### REQUIRED ACTIONS
1. Duplicate the part of the professional news notes starting with "The Society for" and going on through "DON STODDARD, retires.".
2. List the new officers of the American Geophysical Union named in the professional news notes, giving each one's position.
3. According to the professional news notes, why did William C. Penttila receive "The Polar Star"?

### PROVIDED PASSAGE

WILLIAM C. PENTTILA, president of Exploration Associates International of Texas Inc., was awarded "The Polar Star" -- the highest honor of the Mongolian government -- for his contributions to oil exploration in Mongolia and enhanced Mongol-American cooperation. Penttila is a member of the American Institute of Professional Geologists.
The Society for Organic Petrology (TSOP) installed its 1997 council at the organization's annual meeting in September. Council members include: JEFFREY R. LEVINE, president; CHARLES R. LANDIS, vice president; KENNETH W. KUEHN, president-elect; LORRAINE B. EGLINTON, secretary-treasurer; JAMES PONTOLILLO, editor; GANJAVAR K. KHORASANI, councilor; and DAVID C. GLICK, councilor.
PAUL E. HUMMEL, associate director for programs and shared services of the Society of Exploration Geophysicists, has been named the organization's deputy executive director. He will assume leadership of the society's business office in Tulsa, Okla., in mid-1997 when the current executive director, F. DON STODDARD, retires.
MICHEL T. HALBOUTY has been elected to the Chinese Academy of Engineering, Beijing. Halbouty, a member of the American Association of Petroleum Geologists, is chief executive officer of the Michel T. Halbouty Energy Co. in Houston.
New officers at the American Geophysical Union include: SEAN C. SOLOMON, president; JOHN A. KNAUSS, president elect; CHRISTOPHER G.A. HARRISON, general secretary; and ROBIN BRETT, international secretary.
In September, JOHN R. HOPKINS became vice president of E&P Technology. Hopkins, who is secretary of the American Geological Institute Foundation, served previously as vice president, E&P and group services coordinator, Nigeria.

Dataset entries:
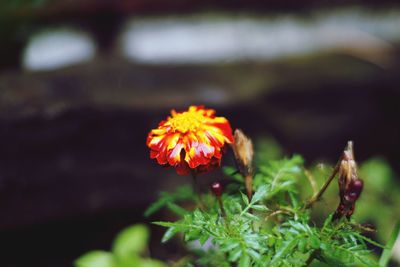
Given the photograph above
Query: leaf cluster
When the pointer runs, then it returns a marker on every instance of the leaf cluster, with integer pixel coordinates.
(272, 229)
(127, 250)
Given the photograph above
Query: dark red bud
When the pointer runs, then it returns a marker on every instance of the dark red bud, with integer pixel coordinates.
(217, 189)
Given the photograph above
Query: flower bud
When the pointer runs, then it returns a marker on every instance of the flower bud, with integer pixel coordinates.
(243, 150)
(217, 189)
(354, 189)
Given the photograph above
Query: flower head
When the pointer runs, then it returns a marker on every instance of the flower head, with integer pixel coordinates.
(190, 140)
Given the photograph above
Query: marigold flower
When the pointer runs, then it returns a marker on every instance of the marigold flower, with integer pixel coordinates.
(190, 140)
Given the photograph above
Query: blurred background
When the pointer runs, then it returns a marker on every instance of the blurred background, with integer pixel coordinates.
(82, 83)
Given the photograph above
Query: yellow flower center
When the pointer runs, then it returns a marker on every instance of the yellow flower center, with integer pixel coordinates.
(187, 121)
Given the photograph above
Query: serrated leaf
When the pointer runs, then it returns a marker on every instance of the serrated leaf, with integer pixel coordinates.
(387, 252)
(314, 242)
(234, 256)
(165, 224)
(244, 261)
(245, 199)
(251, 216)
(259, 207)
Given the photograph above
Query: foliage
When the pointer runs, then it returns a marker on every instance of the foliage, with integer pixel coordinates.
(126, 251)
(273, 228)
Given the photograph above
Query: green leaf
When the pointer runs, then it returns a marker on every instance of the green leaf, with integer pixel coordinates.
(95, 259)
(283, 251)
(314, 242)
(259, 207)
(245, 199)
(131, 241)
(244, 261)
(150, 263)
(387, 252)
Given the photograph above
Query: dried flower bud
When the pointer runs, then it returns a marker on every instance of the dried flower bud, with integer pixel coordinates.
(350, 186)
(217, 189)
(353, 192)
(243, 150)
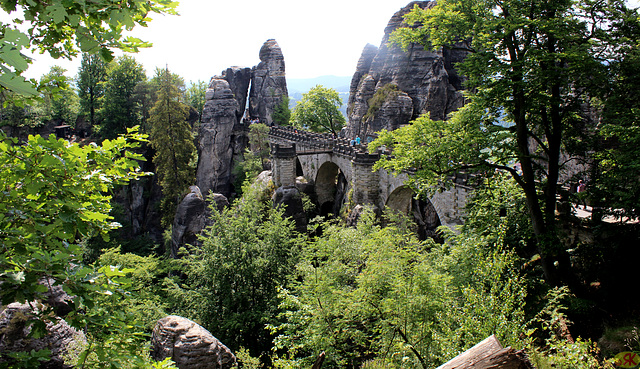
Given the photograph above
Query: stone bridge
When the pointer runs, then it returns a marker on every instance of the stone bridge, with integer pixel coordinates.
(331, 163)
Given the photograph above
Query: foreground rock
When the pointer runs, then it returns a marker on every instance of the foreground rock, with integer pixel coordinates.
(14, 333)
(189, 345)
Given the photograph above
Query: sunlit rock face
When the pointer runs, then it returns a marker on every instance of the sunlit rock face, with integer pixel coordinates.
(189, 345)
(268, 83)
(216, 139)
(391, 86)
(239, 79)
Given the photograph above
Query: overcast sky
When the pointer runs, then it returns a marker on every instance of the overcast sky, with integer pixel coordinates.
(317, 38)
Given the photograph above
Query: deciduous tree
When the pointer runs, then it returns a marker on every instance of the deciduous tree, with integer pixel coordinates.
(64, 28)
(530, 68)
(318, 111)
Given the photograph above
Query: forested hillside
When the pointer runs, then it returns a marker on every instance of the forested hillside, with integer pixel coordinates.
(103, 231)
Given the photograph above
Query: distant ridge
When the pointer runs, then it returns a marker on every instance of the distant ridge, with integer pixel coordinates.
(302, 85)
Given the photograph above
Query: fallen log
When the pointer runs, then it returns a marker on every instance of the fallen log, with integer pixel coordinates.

### ANSWERS FOR THE EXERCISE
1.
The Society for Organic Petrology (TSOP) installed its 1997 council at the organization's annual meeting in September. Council members include: JEFFREY R. LEVINE, president; CHARLES R. LANDIS, vice president; KENNETH W. KUEHN, president-elect; LORRAINE B. EGLINTON, secretary-treasurer; JAMES PONTOLILLO, editor; GANJAVAR K. KHORASANI, councilor; and DAVID C. GLICK, councilor.
PAUL E. HUMMEL, associate director for programs and shared services of the Society of Exploration Geophysicists, has been named the organization's deputy executive director. He will assume leadership of the society's business office in Tulsa, Okla., in mid-1997 when the current executive director, F. DON STODDARD, retires.

2.
- SEAN C. SOLOMON, president
- JOHN A. KNAUSS, president elect
- CHRISTOPHER G.A. HARRISON, general secretary
- ROBIN BRETT, international secretary

3. He received it for his contributions to oil exploration in Mongolia and enhanced Mongol-American cooperation.